** RECORDS SUPPLIED follows **

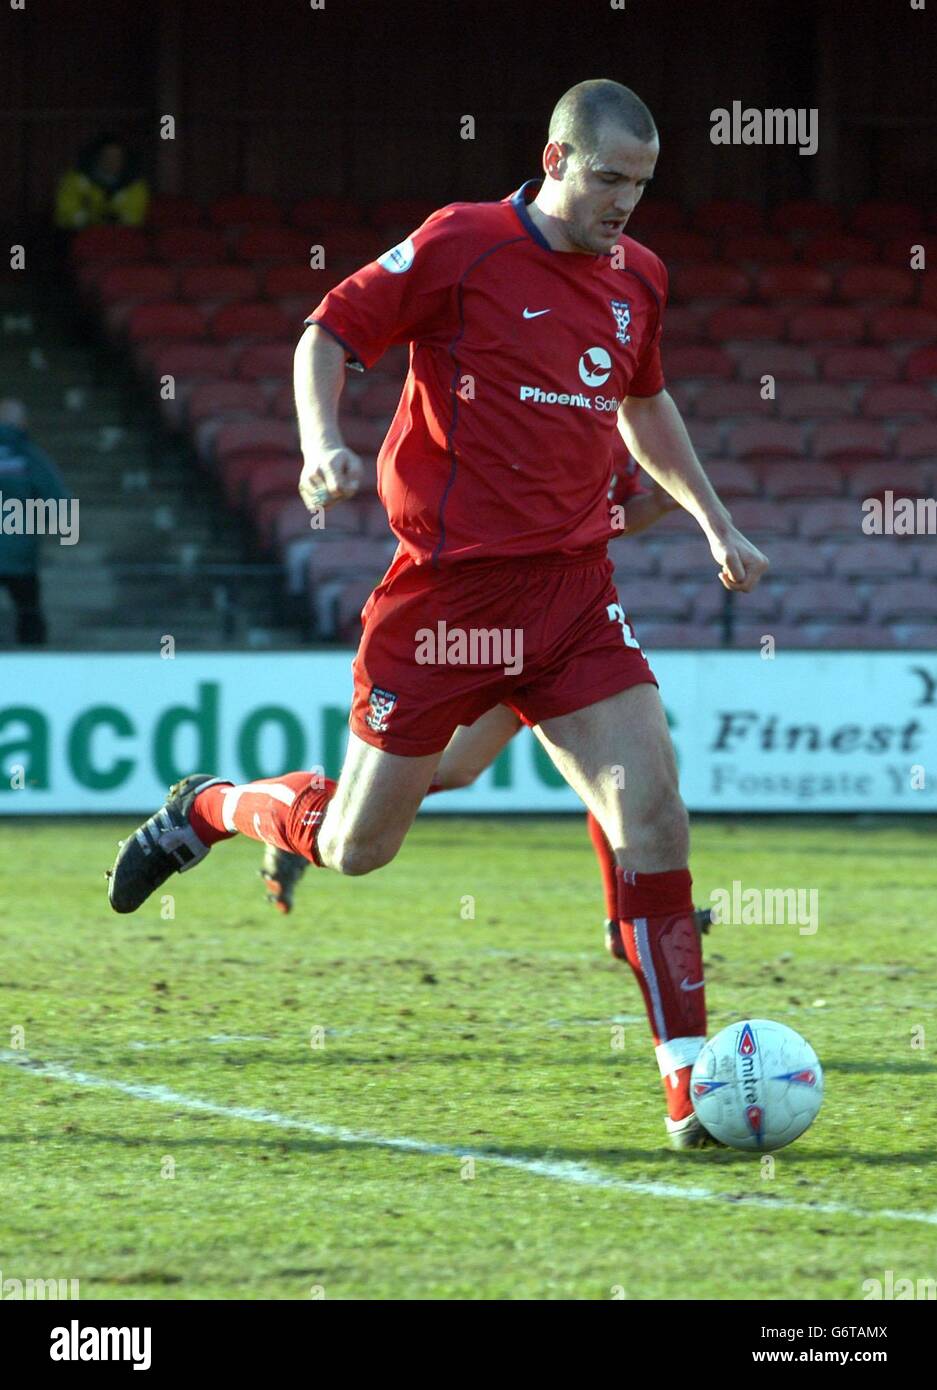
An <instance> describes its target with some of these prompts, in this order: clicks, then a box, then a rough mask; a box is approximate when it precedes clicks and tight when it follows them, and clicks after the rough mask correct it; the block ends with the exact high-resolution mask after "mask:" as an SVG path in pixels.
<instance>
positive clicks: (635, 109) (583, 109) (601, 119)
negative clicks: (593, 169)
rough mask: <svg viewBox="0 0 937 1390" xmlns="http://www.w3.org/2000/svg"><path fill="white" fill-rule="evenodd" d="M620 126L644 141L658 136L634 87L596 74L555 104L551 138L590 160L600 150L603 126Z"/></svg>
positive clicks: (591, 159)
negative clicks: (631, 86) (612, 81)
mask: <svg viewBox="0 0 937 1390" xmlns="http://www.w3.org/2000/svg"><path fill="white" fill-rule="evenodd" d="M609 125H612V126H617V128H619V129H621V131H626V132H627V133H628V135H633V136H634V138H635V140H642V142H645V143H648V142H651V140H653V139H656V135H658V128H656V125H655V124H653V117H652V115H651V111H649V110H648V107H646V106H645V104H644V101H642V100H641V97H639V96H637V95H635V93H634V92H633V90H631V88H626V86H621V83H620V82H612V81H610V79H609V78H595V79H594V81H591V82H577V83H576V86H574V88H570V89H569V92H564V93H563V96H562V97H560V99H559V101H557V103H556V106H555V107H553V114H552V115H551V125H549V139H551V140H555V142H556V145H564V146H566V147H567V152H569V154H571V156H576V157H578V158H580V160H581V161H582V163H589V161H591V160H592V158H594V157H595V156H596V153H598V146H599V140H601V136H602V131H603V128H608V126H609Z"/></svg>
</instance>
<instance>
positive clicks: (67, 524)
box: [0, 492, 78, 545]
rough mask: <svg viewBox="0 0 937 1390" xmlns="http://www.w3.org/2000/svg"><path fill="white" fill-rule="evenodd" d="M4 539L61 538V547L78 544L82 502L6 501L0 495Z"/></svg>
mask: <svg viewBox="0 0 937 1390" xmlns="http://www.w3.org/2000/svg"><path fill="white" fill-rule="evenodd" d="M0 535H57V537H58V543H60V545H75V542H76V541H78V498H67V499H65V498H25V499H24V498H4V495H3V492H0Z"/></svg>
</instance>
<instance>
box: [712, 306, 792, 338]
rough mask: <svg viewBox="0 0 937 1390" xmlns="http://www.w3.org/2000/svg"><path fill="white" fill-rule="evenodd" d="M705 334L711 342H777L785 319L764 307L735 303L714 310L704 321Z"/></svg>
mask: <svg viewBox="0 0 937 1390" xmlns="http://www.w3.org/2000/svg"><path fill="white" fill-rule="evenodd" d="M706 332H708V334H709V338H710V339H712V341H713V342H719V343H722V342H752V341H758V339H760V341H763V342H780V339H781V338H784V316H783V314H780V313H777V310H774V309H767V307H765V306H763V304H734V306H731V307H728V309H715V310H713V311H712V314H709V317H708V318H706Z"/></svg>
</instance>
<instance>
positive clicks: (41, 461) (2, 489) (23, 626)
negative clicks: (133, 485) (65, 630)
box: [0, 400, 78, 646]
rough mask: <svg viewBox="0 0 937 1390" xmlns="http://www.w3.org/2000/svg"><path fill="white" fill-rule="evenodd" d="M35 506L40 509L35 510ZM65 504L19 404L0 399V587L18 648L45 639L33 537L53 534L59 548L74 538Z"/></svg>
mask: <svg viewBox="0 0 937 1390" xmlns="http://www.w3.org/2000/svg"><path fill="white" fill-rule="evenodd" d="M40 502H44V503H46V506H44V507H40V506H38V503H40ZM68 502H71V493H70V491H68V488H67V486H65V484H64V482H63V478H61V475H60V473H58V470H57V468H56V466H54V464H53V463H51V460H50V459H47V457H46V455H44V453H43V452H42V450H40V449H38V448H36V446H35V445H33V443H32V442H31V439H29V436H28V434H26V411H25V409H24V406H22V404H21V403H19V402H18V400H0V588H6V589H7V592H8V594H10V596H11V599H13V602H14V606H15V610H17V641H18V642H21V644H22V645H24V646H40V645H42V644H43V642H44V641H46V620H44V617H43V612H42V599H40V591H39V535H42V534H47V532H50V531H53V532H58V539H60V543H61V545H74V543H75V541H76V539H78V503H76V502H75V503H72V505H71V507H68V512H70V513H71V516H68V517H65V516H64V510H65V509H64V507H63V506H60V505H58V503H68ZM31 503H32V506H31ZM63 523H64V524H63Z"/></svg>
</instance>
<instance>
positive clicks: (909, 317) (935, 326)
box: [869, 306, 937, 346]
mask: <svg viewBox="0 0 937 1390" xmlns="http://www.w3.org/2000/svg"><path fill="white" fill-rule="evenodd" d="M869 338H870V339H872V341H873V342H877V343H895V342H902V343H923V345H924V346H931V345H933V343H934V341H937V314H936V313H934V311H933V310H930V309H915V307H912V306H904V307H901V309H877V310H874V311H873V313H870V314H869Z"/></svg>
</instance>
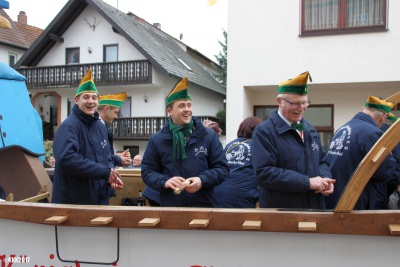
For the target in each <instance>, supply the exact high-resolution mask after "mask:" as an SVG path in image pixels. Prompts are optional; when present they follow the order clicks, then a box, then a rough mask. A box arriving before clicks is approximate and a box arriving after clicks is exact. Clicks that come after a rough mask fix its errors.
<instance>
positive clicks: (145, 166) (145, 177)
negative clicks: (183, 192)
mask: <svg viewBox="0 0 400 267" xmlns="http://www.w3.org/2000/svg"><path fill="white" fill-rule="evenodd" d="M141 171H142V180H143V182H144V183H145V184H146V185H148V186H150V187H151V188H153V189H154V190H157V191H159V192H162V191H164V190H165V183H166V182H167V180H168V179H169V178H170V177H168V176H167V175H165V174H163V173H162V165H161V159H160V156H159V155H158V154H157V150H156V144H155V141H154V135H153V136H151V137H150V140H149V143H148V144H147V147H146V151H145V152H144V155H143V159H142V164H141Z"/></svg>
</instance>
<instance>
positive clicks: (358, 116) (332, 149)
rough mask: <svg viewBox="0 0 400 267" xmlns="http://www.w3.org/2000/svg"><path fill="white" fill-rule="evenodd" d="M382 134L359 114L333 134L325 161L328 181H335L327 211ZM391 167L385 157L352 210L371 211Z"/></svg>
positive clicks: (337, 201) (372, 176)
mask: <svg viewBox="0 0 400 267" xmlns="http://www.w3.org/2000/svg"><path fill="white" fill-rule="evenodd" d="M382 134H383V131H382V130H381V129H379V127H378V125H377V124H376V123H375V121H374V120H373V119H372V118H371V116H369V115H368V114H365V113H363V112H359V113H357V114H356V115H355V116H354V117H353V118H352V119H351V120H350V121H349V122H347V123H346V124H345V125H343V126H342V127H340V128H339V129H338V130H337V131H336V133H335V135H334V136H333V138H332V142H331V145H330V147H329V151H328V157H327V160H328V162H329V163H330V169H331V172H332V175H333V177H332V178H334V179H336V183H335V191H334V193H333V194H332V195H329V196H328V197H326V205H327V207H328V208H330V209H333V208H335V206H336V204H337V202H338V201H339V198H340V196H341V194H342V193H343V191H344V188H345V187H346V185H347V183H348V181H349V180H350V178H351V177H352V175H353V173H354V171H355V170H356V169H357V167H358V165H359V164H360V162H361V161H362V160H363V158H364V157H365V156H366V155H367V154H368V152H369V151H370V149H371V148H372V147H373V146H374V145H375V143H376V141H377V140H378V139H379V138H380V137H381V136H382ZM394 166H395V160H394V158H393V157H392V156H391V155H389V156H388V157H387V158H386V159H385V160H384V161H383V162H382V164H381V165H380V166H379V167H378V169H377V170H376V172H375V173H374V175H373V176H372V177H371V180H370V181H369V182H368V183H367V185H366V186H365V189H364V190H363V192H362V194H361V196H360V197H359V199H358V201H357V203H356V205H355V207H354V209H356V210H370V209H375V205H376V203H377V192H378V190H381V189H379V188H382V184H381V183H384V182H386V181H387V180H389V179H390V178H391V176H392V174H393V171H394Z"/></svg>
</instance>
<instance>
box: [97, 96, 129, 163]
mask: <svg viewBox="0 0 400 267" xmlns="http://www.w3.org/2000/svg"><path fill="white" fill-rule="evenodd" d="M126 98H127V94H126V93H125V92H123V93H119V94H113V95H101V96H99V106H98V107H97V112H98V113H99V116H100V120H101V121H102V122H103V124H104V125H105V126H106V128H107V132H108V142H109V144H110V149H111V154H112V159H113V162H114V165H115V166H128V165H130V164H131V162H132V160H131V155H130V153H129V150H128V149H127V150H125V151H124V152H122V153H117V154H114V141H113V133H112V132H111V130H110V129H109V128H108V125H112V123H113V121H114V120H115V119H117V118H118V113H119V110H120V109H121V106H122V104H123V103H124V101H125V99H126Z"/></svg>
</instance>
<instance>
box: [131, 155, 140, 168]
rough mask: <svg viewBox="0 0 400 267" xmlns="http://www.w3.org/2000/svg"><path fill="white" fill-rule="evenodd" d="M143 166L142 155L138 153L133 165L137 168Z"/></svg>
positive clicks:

** End of RECORDS SUPPLIED **
** RECORDS SUPPLIED follows **

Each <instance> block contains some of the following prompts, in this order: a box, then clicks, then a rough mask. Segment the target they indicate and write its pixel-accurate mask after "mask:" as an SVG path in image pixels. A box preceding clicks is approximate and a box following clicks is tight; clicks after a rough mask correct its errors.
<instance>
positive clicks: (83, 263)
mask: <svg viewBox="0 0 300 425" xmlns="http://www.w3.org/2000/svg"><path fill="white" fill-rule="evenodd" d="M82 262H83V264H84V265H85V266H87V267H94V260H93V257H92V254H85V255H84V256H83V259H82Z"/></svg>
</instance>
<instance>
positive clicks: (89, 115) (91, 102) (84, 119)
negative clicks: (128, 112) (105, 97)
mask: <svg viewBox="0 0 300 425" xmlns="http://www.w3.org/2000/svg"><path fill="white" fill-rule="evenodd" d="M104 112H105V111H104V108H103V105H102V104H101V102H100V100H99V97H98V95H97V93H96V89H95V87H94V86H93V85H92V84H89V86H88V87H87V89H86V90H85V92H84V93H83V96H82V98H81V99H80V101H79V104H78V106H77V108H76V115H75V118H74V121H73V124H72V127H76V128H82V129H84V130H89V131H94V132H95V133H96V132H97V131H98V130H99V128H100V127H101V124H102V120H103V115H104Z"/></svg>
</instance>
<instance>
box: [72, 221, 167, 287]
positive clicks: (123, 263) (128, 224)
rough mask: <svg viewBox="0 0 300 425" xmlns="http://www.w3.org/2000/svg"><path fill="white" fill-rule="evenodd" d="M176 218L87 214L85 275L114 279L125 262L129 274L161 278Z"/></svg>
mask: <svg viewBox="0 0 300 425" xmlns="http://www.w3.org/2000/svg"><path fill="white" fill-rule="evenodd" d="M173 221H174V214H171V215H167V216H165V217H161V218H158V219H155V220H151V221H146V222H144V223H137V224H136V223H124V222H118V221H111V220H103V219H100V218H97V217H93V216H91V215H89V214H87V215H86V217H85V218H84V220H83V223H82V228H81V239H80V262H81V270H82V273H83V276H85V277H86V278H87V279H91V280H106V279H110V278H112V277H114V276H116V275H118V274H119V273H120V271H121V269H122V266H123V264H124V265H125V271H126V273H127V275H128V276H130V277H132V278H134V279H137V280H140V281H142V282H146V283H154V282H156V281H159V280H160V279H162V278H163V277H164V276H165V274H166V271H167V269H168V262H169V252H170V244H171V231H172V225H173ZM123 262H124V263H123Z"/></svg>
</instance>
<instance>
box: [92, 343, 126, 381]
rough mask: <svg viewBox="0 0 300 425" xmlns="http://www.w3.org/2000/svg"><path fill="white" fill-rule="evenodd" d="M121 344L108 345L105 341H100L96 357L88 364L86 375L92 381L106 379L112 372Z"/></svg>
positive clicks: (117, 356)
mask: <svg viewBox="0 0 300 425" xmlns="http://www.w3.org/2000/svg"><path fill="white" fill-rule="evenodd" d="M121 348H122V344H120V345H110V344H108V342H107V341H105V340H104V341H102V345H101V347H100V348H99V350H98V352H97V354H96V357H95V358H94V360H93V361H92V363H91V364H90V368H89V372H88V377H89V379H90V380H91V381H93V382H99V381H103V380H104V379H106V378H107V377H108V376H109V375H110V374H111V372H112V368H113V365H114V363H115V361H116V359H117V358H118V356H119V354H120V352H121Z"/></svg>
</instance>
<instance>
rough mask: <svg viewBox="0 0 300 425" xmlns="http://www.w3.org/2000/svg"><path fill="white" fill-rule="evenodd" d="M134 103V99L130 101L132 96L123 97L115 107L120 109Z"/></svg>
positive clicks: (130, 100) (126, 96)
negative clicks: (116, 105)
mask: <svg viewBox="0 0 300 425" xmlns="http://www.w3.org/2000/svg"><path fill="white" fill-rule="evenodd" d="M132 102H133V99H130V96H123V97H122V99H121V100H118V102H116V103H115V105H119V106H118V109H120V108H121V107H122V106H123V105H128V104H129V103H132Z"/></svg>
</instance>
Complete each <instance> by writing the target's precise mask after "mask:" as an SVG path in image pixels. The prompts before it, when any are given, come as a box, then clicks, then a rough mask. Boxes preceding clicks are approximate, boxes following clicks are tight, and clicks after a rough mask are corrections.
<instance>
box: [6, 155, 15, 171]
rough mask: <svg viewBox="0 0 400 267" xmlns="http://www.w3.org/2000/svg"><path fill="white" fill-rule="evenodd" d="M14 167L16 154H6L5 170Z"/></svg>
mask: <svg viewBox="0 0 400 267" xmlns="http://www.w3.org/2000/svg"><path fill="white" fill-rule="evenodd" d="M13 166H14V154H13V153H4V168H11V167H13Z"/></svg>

** End of RECORDS SUPPLIED **
** RECORDS SUPPLIED follows **

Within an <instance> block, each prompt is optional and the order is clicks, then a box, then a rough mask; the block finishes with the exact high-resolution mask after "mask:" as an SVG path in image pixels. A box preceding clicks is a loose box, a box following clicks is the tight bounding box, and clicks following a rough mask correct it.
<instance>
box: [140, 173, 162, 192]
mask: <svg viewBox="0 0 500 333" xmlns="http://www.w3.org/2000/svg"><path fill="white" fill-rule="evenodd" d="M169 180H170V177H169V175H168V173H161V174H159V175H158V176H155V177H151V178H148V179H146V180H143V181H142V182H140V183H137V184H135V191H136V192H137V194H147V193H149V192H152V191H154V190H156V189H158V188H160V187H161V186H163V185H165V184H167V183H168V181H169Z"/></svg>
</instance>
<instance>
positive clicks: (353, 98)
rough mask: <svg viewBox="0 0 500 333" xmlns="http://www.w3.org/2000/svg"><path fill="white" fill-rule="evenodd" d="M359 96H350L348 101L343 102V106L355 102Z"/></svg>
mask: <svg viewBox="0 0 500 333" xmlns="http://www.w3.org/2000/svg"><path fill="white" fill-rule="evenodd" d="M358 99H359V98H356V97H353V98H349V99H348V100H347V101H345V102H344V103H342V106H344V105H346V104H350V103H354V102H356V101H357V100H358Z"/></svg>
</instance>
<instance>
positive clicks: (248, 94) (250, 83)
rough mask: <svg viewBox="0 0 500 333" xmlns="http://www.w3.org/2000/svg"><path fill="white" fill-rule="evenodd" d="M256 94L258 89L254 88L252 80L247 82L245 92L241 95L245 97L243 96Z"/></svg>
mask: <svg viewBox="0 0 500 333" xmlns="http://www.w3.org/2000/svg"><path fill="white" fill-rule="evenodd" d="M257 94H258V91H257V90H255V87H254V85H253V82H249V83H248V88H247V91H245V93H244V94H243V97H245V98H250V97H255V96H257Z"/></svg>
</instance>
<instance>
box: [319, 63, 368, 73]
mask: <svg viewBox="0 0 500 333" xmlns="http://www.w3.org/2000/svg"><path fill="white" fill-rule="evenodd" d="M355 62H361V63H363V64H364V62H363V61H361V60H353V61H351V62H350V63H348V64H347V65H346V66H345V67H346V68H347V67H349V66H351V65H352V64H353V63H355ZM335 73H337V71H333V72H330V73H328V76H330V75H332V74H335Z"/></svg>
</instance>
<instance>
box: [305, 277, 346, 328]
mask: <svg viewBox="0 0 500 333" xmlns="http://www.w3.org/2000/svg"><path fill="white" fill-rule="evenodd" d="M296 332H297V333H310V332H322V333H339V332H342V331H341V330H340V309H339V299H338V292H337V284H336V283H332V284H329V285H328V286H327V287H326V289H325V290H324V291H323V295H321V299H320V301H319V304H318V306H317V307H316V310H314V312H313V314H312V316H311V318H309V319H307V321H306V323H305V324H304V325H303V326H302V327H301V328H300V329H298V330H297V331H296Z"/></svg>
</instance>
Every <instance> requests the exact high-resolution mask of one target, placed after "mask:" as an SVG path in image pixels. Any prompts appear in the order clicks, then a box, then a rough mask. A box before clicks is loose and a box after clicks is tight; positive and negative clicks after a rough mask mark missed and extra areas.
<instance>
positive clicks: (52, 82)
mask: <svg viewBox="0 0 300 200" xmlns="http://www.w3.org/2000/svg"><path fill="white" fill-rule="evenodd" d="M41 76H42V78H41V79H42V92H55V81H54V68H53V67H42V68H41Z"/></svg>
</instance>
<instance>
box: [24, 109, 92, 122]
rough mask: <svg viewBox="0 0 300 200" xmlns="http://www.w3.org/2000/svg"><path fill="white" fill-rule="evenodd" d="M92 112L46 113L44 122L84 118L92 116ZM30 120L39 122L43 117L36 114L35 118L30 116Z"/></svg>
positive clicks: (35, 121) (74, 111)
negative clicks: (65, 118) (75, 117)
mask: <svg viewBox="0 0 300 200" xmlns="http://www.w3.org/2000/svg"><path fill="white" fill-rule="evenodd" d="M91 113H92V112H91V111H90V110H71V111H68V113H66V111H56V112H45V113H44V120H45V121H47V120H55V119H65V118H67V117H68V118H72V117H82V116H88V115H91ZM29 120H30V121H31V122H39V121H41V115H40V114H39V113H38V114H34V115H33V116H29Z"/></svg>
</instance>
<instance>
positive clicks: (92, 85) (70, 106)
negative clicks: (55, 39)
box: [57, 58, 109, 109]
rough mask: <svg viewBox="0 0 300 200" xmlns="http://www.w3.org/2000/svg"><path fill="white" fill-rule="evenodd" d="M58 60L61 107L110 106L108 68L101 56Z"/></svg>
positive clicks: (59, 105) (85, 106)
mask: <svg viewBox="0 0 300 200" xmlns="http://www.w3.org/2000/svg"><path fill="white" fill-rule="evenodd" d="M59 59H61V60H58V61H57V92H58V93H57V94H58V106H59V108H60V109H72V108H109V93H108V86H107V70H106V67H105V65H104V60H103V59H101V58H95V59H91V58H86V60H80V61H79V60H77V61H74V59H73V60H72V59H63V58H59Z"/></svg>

** End of RECORDS SUPPLIED **

- **EXERCISE DETAILS**: Scan the material above. Copy each line that holds the word "with".

- **RESULT FOR THIS TASK**:
An <instance> describes its target with some of these prompts, in this order: clicks, then a box, then a rough mask; a box is approximate when it precedes clicks and tight when it follows them, and clicks after the rough mask correct it; the block ends with the exact high-resolution mask after "mask:" as an SVG path in pixels.
Within an <instance> block, each prompt is optional and the order is clicks, then a box, then a rough mask; the block finishes with the exact high-resolution mask after "mask:" as an SVG path in image pixels. A box preceding clicks is a loose box, a box following clicks is the tight bounding box, and clicks following a rough mask correct it.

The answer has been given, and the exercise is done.